=== MATERIAL PROVIDED ===
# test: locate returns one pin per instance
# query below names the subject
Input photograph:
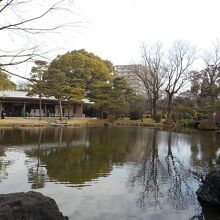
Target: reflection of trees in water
(162, 179)
(4, 164)
(179, 192)
(204, 147)
(36, 173)
(78, 165)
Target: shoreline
(75, 122)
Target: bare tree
(180, 59)
(151, 73)
(24, 24)
(211, 72)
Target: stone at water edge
(29, 206)
(209, 191)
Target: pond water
(110, 173)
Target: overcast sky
(114, 29)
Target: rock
(209, 191)
(207, 125)
(28, 206)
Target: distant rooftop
(24, 95)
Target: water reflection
(153, 171)
(78, 165)
(162, 178)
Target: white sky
(114, 29)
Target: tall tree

=== TASK ===
Would you write out exactly the lines of the data from the one holding "# query below names the subject" to the final line, both included, with pictures left out?

=== PROBLEM SOLUTION ===
# query below names the subject
Input photograph:
Target: reflection of trees in water
(162, 179)
(4, 164)
(179, 192)
(204, 147)
(36, 173)
(78, 165)
Target: shoreline
(75, 122)
Target: bare tree
(180, 59)
(151, 73)
(24, 24)
(211, 72)
Target: stone at water edge
(29, 206)
(209, 191)
Target: pond water
(110, 173)
Target: overcast sky
(114, 29)
Target: rock
(209, 191)
(207, 125)
(28, 206)
Target: distant rooftop
(24, 95)
Target: water reflection
(153, 171)
(78, 165)
(162, 178)
Target: white sky
(114, 29)
Target: tall tree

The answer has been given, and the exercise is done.